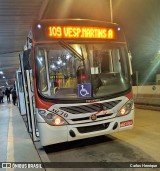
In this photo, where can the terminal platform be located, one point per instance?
(15, 142)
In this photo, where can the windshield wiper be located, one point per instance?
(71, 49)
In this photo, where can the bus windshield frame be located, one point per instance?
(99, 68)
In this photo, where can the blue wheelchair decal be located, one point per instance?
(84, 90)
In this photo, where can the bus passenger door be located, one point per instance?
(20, 93)
(33, 121)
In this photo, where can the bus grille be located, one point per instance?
(91, 107)
(93, 128)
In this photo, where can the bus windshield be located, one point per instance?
(83, 70)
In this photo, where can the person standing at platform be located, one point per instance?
(7, 93)
(14, 96)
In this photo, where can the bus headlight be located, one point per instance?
(54, 120)
(126, 108)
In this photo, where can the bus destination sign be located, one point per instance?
(80, 32)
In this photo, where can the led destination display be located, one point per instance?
(80, 32)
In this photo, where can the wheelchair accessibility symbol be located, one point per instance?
(84, 90)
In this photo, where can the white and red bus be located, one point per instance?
(82, 79)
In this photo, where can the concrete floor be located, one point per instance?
(15, 142)
(145, 134)
(141, 144)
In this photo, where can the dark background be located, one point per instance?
(141, 21)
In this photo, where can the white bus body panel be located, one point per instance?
(57, 134)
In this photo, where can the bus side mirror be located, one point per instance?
(130, 64)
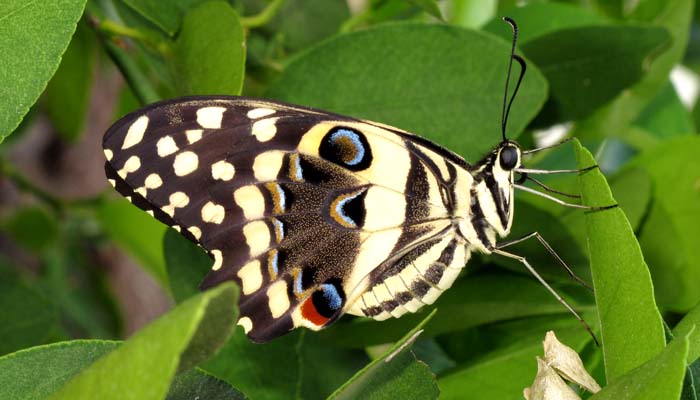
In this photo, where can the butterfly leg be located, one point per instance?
(550, 250)
(554, 293)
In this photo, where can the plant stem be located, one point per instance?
(264, 16)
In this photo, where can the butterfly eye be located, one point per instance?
(508, 157)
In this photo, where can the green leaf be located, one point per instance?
(197, 384)
(538, 19)
(659, 378)
(588, 66)
(504, 373)
(688, 328)
(669, 235)
(38, 372)
(144, 366)
(470, 302)
(28, 318)
(429, 6)
(33, 35)
(396, 374)
(209, 55)
(453, 96)
(631, 326)
(187, 264)
(136, 232)
(610, 120)
(167, 15)
(32, 227)
(68, 92)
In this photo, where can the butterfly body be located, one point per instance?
(314, 214)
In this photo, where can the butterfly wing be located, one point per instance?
(312, 213)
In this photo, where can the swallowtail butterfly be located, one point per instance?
(315, 214)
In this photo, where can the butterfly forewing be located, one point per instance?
(312, 213)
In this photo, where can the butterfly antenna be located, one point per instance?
(508, 103)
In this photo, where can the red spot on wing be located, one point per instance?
(309, 313)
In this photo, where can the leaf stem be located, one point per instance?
(264, 16)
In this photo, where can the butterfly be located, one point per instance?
(314, 214)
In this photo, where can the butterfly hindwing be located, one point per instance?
(308, 211)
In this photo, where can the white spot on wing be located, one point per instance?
(251, 277)
(131, 165)
(218, 259)
(213, 213)
(250, 200)
(185, 163)
(278, 299)
(135, 133)
(222, 170)
(257, 237)
(210, 117)
(193, 135)
(267, 165)
(166, 146)
(246, 323)
(259, 113)
(265, 129)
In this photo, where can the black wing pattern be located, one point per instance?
(312, 213)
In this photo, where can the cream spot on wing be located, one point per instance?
(257, 237)
(264, 129)
(193, 135)
(177, 200)
(135, 133)
(222, 170)
(251, 277)
(213, 213)
(246, 323)
(196, 232)
(259, 113)
(131, 165)
(166, 146)
(267, 165)
(250, 200)
(218, 259)
(210, 117)
(185, 163)
(278, 299)
(153, 181)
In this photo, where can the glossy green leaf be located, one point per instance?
(631, 326)
(396, 374)
(136, 232)
(68, 92)
(453, 96)
(29, 317)
(209, 55)
(470, 302)
(504, 373)
(588, 66)
(613, 118)
(51, 365)
(659, 378)
(429, 6)
(538, 19)
(197, 384)
(167, 15)
(689, 327)
(669, 236)
(144, 366)
(33, 36)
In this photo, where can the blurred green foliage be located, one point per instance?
(78, 263)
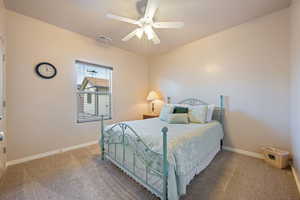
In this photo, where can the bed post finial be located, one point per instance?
(102, 137)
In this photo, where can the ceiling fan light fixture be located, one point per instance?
(146, 23)
(149, 32)
(139, 33)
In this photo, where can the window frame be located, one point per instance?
(98, 118)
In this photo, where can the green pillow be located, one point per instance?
(178, 109)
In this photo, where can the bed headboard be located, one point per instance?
(218, 112)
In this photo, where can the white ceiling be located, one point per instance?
(201, 18)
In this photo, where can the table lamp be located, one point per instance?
(152, 96)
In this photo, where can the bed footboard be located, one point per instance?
(123, 146)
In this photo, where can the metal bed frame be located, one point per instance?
(129, 137)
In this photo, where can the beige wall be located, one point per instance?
(2, 45)
(2, 49)
(42, 113)
(250, 65)
(295, 82)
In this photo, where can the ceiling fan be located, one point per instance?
(146, 23)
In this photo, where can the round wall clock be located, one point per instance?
(46, 70)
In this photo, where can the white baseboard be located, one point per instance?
(243, 152)
(49, 153)
(296, 176)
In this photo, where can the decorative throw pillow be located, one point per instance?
(198, 114)
(180, 109)
(165, 111)
(210, 112)
(178, 118)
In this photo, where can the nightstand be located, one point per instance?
(150, 115)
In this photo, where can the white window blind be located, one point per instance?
(94, 91)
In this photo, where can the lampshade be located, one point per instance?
(152, 96)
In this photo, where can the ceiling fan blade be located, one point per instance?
(130, 35)
(151, 8)
(122, 19)
(168, 24)
(155, 38)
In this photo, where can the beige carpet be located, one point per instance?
(80, 174)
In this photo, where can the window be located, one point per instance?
(93, 91)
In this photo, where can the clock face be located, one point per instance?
(46, 70)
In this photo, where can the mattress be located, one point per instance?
(191, 147)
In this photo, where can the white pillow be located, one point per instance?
(210, 112)
(198, 114)
(165, 111)
(178, 118)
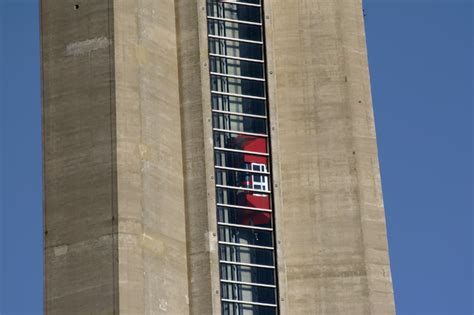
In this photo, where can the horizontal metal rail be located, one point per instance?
(249, 283)
(239, 95)
(244, 189)
(210, 17)
(237, 76)
(240, 3)
(248, 302)
(236, 263)
(238, 114)
(243, 170)
(241, 40)
(224, 205)
(236, 58)
(241, 132)
(246, 245)
(250, 227)
(241, 151)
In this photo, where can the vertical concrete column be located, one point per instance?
(113, 173)
(194, 158)
(79, 162)
(152, 256)
(331, 218)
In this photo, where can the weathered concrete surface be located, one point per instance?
(151, 215)
(114, 195)
(78, 158)
(192, 90)
(129, 197)
(331, 219)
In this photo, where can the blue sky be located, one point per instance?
(421, 64)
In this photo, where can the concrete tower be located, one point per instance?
(210, 157)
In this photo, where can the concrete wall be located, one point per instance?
(330, 221)
(79, 176)
(128, 164)
(151, 213)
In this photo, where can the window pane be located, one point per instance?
(234, 12)
(236, 67)
(239, 123)
(238, 104)
(245, 236)
(241, 179)
(244, 217)
(235, 30)
(246, 255)
(235, 49)
(248, 293)
(245, 199)
(238, 273)
(240, 142)
(237, 86)
(242, 309)
(237, 160)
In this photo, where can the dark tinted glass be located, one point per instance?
(246, 255)
(236, 160)
(237, 291)
(238, 216)
(238, 104)
(235, 49)
(245, 236)
(236, 67)
(234, 11)
(239, 142)
(239, 123)
(235, 272)
(237, 86)
(238, 309)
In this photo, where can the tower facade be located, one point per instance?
(210, 157)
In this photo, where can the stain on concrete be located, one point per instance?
(86, 46)
(60, 250)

----

Render all of the records above as a two-column CSV with the headers label_text and points. Give one row for each line of wording with the points listed under it, put each field in double quotes, replace line breaks with spaces, and leave the pictures out.

label_text,points
"In this photo, where can the terminal platform be located, one point per instance?","(15, 142)"
"In this photo, where can the windshield wiper be located, one point per instance?","(71, 49)"
"In this photo, where can the bus windshield frame be located, one point per instance?","(99, 68)"
"In this photo, where can the blue wheelchair decal be located, one point per instance?","(84, 90)"
"In this photo, where can the bus passenger door be located, one point per instance?","(20, 93) (33, 121)"
"In this photo, where can the bus grille be located, one point per instance?","(91, 107) (93, 128)"
"In this photo, where can the bus windshield be located, one point per instance?","(83, 70)"
"In this photo, where can the person standing at platform be located, one point per instance?","(7, 93) (14, 96)"
"In this photo, where can the bus headlight be located, one point per instance?","(54, 120) (126, 108)"
"In this photo, where can the bus destination sign be located, one point per instance?","(80, 32)"
"In this photo, where can the led destination display be located, one point per instance?","(80, 32)"
"In this photo, where can the wheelchair accessibility symbol be located, one point per instance?","(84, 90)"
"In this photo, where can the white and red bus be located, one point per instance?","(82, 79)"
"In this photo, where can the concrete floor be located, one point per instance?","(15, 142) (145, 134) (141, 144)"
"In this photo, where can the dark background be located, one point per instance?","(141, 21)"
"In this photo, where can the white bus body panel be located, one point per instance?","(57, 134)"
"In this photo, where can the bus side mirror be located, one point per instance?","(130, 64)"
"In this photo, where can the butterfly leg be located, one point per instance?","(550, 250) (554, 293)"
"In this photo, where can the plant stem be located, one point per instance?","(264, 16)"
"In this photo, where can the butterfly eye be located, one point per instance?","(508, 157)"
"In this photo, where can the green leaf be located, one point per instance?","(197, 384) (538, 19) (659, 378) (588, 66) (504, 373) (688, 328) (669, 235) (38, 372) (144, 366) (470, 302) (28, 318) (429, 6) (33, 35) (396, 374) (209, 55) (453, 96) (631, 326) (187, 264) (136, 232) (610, 120) (167, 15) (32, 227) (68, 92)"
"In this photo, where can the butterfly body be located, one point per instance?","(314, 214)"
"In this photo, where can the butterfly wing be located, one point per instance?","(312, 213)"
"In this photo, where can the swallowtail butterfly be located, one point per instance?","(315, 214)"
"In this photo, where can the butterfly forewing be located, one point per instance?","(312, 213)"
"In this photo, where can the butterfly antenna be located, one point per instance?","(508, 103)"
"In this photo, where can the red spot on wing be located, one point per instance?","(309, 313)"
"In this photo, where can the leaf stem be located, one point per instance?","(264, 16)"
"In this photo, where can the butterfly be located, one point per instance?","(314, 214)"
"In this photo, where can the butterfly hindwing be located, one point per instance?","(308, 211)"
"In this photo, where can the white spot on wing be located, one point per instance?","(251, 277) (131, 165) (218, 259) (213, 213) (250, 200) (185, 163) (278, 299) (135, 133) (222, 170) (257, 237) (210, 117) (193, 135) (267, 165) (166, 146) (246, 323) (259, 113) (265, 129)"
"In this photo, where can the black wing pattern be located, one point per instance?","(312, 213)"
"In this photo, where can the cream spot on wing be located, one point per instance?","(257, 237) (264, 129) (193, 135) (177, 200) (135, 133) (222, 170) (251, 277) (213, 213) (246, 323) (196, 232) (259, 113) (131, 165) (166, 146) (267, 165) (250, 200) (218, 259) (210, 117) (185, 163) (278, 299) (153, 181)"
"In this photo, where can the glossy green leaf be located, one point per instance?","(631, 326) (396, 374) (136, 232) (68, 92) (453, 96) (29, 317) (209, 55) (470, 302) (504, 373) (588, 66) (613, 118) (51, 365) (659, 378) (429, 6) (538, 19) (197, 384) (167, 15) (689, 327) (669, 236) (144, 366) (33, 36)"
"In this photo, where can the blurred green foliage be located, one point per instance?","(78, 263)"
"In this photo, where can the bed post finial be located, one point per instance?","(102, 137)"
"In this photo, where can the ceiling fan light fixture be located, one point per instance?","(146, 23) (149, 32) (139, 33)"
"In this photo, where can the window frame be located, one point per instance?","(98, 118)"
"In this photo, where can the green pillow be located, one point per instance?","(178, 109)"
"In this photo, where can the bed headboard be located, one point per instance?","(218, 112)"
"In this photo, where can the white ceiling be located, one point per instance?","(201, 18)"
"In this photo, where can the table lamp be located, one point per instance?","(152, 96)"
"In this photo, where can the bed footboard be located, one point per instance?","(123, 146)"
"In this photo, where can the metal bed frame be located, one point per instance?","(129, 137)"
"In this photo, where can the beige wall be located, one point per instance?","(2, 45) (2, 49) (42, 113) (250, 65) (295, 82)"
"In this photo, where can the ceiling fan be located, one point per instance?","(146, 23)"
"In this photo, where can the round wall clock be located, one point per instance?","(46, 70)"
"In this photo, where can the white baseboard be located, one point per instance?","(243, 152) (49, 153) (296, 176)"
"In this photo, where can the decorative throw pillow be located, one point per instance?","(198, 114) (180, 109) (165, 111) (210, 112) (178, 118)"
"In this photo, where can the nightstand be located, one point per instance?","(150, 115)"
"In this photo, where can the white window blind be located, one point per instance?","(94, 91)"
"In this photo, where can the lampshade be located, one point per instance?","(152, 96)"
"In this photo, where can the ceiling fan blade be located, one point per instance?","(130, 35) (151, 8) (122, 19) (168, 24) (155, 38)"
"In this photo, where can the beige carpet be located, one point per instance?","(80, 174)"
"In this photo, where can the window be located, one point per instance?","(93, 91)"
"In this photo, where can the clock face be located, one point per instance?","(46, 70)"
"In this photo, where can the mattress be located, one point per instance?","(191, 147)"
"In this photo, where can the white pillow be located, one point per instance?","(210, 112) (198, 114) (165, 111) (178, 118)"
"In this photo, where can the horizontal metal rail be located, one point per instance?","(249, 283) (239, 95) (244, 189) (210, 17) (237, 76) (240, 3) (248, 302) (236, 263) (238, 114) (243, 170) (241, 40) (224, 205) (236, 58) (241, 132) (246, 245) (250, 227) (241, 151)"
"In this photo, where can the vertical concrete column be located, one point per instance?","(113, 173) (194, 158) (79, 162) (152, 256) (331, 218)"
"In this photo, where can the weathered concrete surface be located, one point per instance?","(151, 215) (114, 195) (78, 158) (192, 90) (129, 197) (331, 219)"
"In this photo, where can the blue sky be located, one point per instance?","(421, 64)"
"In this photo, where can the concrete tower be located, one point per instance?","(210, 157)"
"In this photo, where can the concrete wall be located, one point per instance?","(330, 221) (79, 176) (128, 164) (151, 213)"
"In this photo, where can the window pane be located, one point per instance?","(234, 12) (236, 67) (239, 123) (238, 104) (245, 236) (241, 179) (244, 217) (235, 30) (246, 255) (235, 49) (248, 293) (245, 199) (238, 273) (240, 142) (237, 86) (242, 309) (237, 160)"
"In this photo, where can the dark tinted glass be located, one point per instance?","(246, 255) (236, 160) (237, 291) (238, 216) (238, 104) (235, 49) (245, 236) (236, 67) (234, 11) (239, 142) (239, 123) (235, 272) (237, 86) (238, 309)"
"In this photo, where can the tower facade be located, one point per instance?","(210, 157)"
"In this photo, where can the stain on concrete be located, one point per instance?","(86, 46) (60, 250)"